As we age, we develop a taste for foods with hints of bitter, especially if they are sweet or fatty, like buttered Brussels sprouts or dark chocolate. That may make physiological sense, Drewnowski hypothesizes. Acrid-tasting foods like broccoli and kale are loaded with cancer-fighting antioxidants. The bitterness is no accident. The anticarcinogenic compounds that taste astringent to us are actually toxins too—poisonous to the insects that chew on the plants. Human efforts to cultivate milder versions of bitter vegetables may be breeding the nutritional value right out of them, Drewnowski observes: "The amount of bitterness in the food supply is a fraction of what it used to be."
Our palates all have the same five types of detectors, the same aversion to bitter and mania for sweet. So why are our individual preferences so different? Mennella, for one, thinks our proclivities are shaped at a very early age. Her experiments show that we probably get our first taste of the world through the amniotic fluid that shelters us and that this prenatal experience carries over into the first year of life. If pregnant women drank carrot juice daily during late pregnancy, Mennella found, their babies at 6 months seemed to like carrot-flavored cereal much more than other 6-month-olds. She and her colleagues at Monell have also shown that nursing babies seem to detect flavors like garlic, ethanol (from alcoholic drinks) and vanilla in their mothers' milk. A baby who has never tasted garlic will suckle longer the first time his or her mother eats it, presumably gathering extra information about this peculiar new flavor. "[Mother's milk] is one of the first ways babies learn," she says.
Breast-fed babies whose mothers eat a wide range of foods are more likely to embrace new foods later on, her research has shown, and infants fed on harsh-tasting formulas remain more tolerant of bitter and sour at age 4 or 5. Mennella thinks this may be a hint as to how individual flavor preferences begin developing. "Our olfactory memories are oldest, most resistant to change," she says. "I think that underlies why certain foods are very much preferred—they are associated with things that occur early in life."

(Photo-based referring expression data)
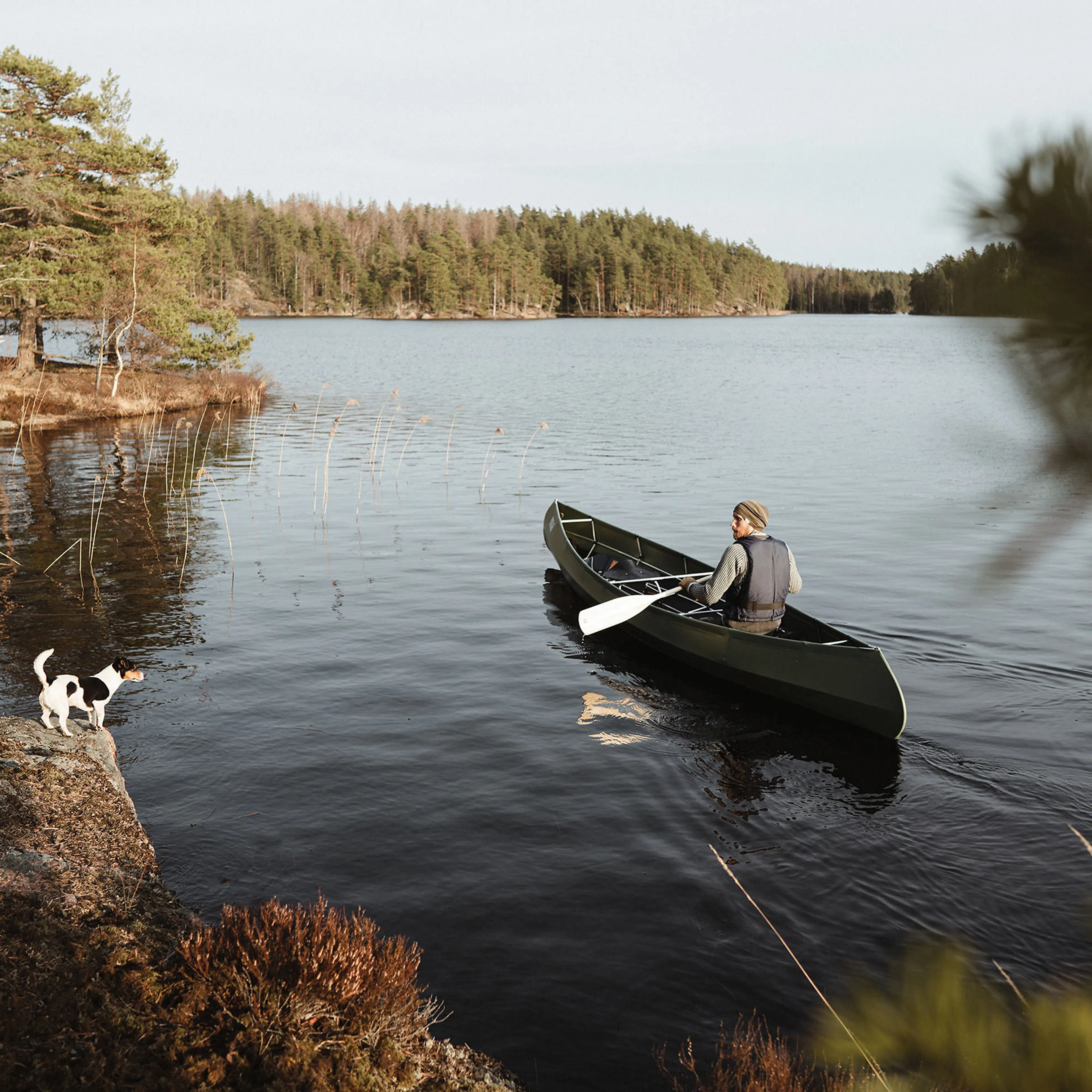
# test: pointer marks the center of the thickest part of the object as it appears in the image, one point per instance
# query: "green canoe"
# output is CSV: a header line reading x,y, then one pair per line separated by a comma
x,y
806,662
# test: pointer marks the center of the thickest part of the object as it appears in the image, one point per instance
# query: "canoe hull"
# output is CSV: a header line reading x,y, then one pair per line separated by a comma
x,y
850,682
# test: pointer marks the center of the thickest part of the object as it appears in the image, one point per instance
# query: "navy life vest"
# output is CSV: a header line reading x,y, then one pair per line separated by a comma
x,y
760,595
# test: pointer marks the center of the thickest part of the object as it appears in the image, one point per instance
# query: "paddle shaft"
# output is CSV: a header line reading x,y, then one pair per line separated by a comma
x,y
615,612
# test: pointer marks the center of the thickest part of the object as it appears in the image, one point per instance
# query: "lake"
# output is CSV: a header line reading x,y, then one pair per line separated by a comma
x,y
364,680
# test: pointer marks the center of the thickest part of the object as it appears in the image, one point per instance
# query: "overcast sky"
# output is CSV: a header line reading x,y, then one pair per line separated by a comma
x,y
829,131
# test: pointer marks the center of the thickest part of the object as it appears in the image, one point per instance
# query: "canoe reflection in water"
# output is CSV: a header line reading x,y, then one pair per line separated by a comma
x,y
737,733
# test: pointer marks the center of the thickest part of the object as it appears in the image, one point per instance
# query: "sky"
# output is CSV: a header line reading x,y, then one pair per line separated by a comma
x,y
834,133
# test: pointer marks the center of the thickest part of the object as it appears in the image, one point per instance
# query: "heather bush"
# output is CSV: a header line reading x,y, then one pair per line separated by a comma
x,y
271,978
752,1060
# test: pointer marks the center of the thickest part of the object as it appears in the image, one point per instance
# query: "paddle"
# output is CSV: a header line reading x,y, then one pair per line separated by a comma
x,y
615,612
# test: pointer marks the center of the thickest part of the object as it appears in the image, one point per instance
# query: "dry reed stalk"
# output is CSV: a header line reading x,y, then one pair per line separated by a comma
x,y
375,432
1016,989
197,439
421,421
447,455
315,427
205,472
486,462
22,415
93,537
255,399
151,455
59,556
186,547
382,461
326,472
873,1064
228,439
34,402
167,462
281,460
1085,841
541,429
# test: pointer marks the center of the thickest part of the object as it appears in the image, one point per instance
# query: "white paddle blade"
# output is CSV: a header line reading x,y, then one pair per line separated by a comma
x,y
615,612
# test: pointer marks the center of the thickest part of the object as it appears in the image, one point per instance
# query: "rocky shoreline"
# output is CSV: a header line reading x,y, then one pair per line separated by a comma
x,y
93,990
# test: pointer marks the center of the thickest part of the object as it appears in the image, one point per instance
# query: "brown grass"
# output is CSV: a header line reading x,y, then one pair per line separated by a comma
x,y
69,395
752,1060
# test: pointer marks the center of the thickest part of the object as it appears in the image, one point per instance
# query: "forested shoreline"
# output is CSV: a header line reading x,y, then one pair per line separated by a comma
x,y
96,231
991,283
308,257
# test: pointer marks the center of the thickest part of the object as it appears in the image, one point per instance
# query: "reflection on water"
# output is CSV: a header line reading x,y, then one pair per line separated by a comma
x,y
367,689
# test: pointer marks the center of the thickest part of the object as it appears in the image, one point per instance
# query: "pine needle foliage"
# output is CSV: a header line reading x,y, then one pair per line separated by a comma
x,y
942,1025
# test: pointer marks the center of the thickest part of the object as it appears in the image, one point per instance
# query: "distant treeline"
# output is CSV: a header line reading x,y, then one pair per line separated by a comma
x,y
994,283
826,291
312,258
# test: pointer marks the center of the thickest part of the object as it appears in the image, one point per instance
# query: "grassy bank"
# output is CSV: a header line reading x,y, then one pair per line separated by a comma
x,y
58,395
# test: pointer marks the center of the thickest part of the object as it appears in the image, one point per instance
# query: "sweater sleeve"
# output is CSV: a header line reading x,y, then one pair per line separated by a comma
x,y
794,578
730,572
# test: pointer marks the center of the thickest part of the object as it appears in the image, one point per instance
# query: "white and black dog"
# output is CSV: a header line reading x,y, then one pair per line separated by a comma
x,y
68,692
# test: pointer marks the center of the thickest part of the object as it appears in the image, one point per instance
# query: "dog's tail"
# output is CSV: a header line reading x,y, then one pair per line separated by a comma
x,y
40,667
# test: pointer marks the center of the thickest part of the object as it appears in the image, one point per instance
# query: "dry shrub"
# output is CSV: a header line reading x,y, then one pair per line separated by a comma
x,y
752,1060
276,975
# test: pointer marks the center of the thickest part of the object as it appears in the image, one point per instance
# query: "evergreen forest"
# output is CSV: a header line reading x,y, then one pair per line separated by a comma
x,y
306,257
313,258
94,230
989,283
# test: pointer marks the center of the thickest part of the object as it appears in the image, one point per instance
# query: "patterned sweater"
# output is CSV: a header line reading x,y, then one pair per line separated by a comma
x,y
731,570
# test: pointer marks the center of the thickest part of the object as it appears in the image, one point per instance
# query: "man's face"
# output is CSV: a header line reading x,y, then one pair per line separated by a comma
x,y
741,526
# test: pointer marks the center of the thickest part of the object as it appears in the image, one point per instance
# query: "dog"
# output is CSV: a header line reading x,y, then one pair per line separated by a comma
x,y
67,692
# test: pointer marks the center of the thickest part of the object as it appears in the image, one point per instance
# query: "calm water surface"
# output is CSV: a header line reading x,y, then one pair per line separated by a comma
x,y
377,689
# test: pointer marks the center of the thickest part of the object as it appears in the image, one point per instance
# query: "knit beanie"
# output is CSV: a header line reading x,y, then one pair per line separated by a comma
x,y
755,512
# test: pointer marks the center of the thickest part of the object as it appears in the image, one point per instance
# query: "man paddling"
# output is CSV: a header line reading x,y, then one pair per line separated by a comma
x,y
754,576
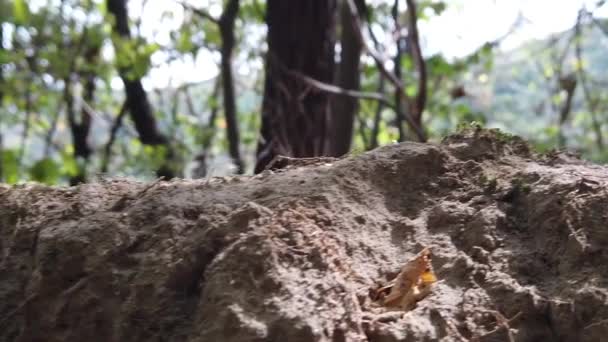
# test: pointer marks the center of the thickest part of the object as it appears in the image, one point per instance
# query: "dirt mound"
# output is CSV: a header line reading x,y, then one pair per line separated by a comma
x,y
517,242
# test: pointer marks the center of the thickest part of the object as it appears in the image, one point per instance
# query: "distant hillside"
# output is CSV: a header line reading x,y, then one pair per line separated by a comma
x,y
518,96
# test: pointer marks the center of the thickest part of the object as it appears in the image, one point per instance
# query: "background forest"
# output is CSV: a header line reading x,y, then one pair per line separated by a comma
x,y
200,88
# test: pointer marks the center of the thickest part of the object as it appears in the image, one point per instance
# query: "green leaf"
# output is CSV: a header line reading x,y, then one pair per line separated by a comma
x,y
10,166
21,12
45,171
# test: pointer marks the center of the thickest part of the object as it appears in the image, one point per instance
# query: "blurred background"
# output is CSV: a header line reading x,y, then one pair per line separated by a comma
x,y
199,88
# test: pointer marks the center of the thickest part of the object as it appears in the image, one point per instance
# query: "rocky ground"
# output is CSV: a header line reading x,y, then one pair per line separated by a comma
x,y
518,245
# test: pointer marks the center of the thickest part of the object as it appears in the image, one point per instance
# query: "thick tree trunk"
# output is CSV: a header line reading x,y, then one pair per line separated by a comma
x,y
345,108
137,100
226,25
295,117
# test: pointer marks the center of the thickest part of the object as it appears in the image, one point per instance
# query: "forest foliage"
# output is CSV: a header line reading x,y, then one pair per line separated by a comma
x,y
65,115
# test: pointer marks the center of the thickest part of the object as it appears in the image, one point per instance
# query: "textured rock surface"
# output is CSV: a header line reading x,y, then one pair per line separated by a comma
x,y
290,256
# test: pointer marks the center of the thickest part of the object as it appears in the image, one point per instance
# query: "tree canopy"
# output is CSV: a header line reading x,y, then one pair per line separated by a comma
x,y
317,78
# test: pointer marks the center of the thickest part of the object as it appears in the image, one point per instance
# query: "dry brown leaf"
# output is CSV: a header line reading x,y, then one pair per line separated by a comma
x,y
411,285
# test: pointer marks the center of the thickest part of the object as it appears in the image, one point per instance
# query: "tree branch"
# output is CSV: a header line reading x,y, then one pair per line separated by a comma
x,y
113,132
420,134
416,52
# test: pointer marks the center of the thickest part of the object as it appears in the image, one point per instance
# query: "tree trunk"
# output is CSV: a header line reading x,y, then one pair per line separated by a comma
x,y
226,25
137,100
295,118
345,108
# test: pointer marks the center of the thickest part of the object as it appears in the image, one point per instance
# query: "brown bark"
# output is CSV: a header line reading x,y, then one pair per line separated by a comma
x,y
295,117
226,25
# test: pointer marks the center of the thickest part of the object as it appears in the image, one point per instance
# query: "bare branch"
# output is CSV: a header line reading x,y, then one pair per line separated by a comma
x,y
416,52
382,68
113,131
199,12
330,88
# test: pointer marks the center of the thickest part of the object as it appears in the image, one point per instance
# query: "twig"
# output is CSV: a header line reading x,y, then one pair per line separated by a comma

*Directions*
1. Decide whether each statement below agrees with the passage on taste preferences, answering yes or no and quoting the words of the passage that settle it: (a) babies whose mothers drank carrot juice daily in late pregnancy seemed to like carrot-flavored cereal more at 6 months; (b) infants fed on harsh-tasting formulas become less tolerant of bitter and sour by age 4 or 5; (c) Drewnowski says the food supply holds more bitterness than it once did.
2. Carry on the passage on taste preferences, starting after its final sentence.

*Numbered answers*
1.
(a) Yes: "their babies at 6 months seemed to like carrot-flavored cereal much more than other 6-month-olds"
(b) No: "infants fed on harsh-tasting formulas remain more tolerant of bitter and sour at age 4 or 5"
(c) No: "The amount of bitterness in the food supply is a fraction of what it used to be."

2.
Cravings—intense and specific longings for one particular food—probably also have more do to with culture and childhood than with a biological urge for missing nutrients. In cross-cultural studies spanning three continents, psychologists Scott Parker of the American University in Washington, D.C., Debra Zellner of New Jersey's Montclair State University, American University student Niveen Kamel and Ana Garriga-Trillo of the Spanish national university UNED demolished the dictum that women universally crave chocolate. While women in Egypt, Spain and the United States do tend to crave sweeter foods than men do, the hankering for chocolate varied. Men and women in Spain were equally likely to crave chocolate. Egyptian women, by contrast, couldn't care less about cocoa—only 6 percent named chocolate as their most favored food. Mostly, they craved savory treats like meat-stuffed eggplant or a typical Egyptian broth-based soup.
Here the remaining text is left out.